* Begin TEXT SHOWN *

This is as far as Ekéus dares to go in his public report as regards expressing an opinion on the question of nationality, despite the fact that Ingvar Carlsson went further in his memoirs the year before when he wrote: “The Warsaw Pact had the strongest motives for exploring our waters. This could be a matter of military planning, of intelligence activity, or training and exercise programs. On the information available, it is impossible to rule out NATO submarines having violated our waters at some point.”[12] This is a conclusion that I previously supported on my part, but which I have now re-examined as a result of increasing questions over the last few years. In some circles, it is now asserted that it was mostly NATO submarines that were involved, US submarines in particular. This interpretation has spread throughout the academic world and has acquired more and more advocates among journalists, leading to an increase in the number of skeptics.
The driving force behind this hypothesis about American submarines is a Swedish researcher, Ola Tunander, from the Peace Research Institute in Oslo (PRIO). Initially one of the Submarine Inquiry’s experts, Tunander published books on the topic during the time of the inquiry and later in Sweden and abroad.[13] His 2007 publication, which concentrated on the aforementioned Hårsfjärden incident, was accepted as Working Report no. 16 of the research program Sverige under det kalla kriget (SUKK) [Sweden during the Cold War], despite Tunander’s questionable scholarship, which was seemingly overlooked.

* End TEXT SHOWN *

## [COMPLETE THE FOLLOWING]
a) According to the submarine passage, which institute is Ola Tunander from?
b) Revise the submarine passage by writing out everything from "The driving force" down to "was seemingly overlooked." with "driving force" changed to "main proponent".

* Begin STORED DATA *

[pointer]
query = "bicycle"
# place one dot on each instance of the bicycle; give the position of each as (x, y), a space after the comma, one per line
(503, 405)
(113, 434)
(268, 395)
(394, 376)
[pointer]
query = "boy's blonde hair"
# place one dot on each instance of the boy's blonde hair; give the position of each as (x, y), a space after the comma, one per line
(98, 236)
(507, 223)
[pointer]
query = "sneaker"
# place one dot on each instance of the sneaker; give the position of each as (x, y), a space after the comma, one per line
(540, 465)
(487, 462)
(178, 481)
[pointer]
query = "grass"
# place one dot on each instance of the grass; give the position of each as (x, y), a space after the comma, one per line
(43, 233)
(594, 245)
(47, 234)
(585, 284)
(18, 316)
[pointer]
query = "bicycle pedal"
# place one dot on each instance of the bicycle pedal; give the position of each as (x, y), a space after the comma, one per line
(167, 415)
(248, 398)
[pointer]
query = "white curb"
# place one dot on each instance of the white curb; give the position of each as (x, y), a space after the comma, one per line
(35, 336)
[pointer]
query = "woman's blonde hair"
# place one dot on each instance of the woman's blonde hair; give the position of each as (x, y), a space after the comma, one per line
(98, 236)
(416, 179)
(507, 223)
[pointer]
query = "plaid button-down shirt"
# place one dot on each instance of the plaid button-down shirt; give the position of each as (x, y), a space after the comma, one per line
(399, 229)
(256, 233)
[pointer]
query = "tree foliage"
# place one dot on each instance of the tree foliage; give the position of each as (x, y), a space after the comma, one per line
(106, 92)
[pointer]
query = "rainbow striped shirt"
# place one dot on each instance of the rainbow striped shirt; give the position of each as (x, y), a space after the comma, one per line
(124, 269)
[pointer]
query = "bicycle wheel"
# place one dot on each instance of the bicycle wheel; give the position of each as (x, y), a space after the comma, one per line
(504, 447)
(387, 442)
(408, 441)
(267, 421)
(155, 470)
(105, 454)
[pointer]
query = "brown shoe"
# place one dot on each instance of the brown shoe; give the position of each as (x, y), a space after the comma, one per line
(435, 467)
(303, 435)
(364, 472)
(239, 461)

* End STORED DATA *

## [EXERCISE ANSWERS]
a) The Peace Research Institute in Oslo (PRIO).

b)
The main proponent behind this hypothesis about American submarines is a Swedish researcher, Ola Tunander, from the Peace Research Institute in Oslo (PRIO). Initially one of the Submarine Inquiry’s experts, Tunander published books on the topic during the time of the inquiry and later in Sweden and abroad.[13] His 2007 publication, which concentrated on the aforementioned Hårsfjärden incident, was accepted as Working Report no. 16 of the research program Sverige under det kalla kriget (SUKK) [Sweden during the Cold War], despite Tunander’s questionable scholarship, which was seemingly overlooked.